# Objective
Format each line of the material as a row in a Markdown table, with the columns "Row" and "Line" holding the row number and the text of that line, and omit any blank lines.

# Dataset entries
━━━━━━━━━━━━━━━━

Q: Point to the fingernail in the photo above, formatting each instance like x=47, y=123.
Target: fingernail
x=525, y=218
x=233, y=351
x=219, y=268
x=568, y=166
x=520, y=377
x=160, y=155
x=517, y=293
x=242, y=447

━━━━━━━━━━━━━━━━

# Problem solution
| Row | Line |
|---|---|
| 1 | Q: Point to the fingernail in the photo above, formatting each instance like x=47, y=123. |
| 2 | Target: fingernail |
| 3 | x=525, y=218 |
| 4 | x=233, y=351 |
| 5 | x=219, y=268 |
| 6 | x=568, y=166 |
| 7 | x=520, y=377 |
| 8 | x=160, y=155 |
| 9 | x=517, y=293 |
| 10 | x=242, y=447 |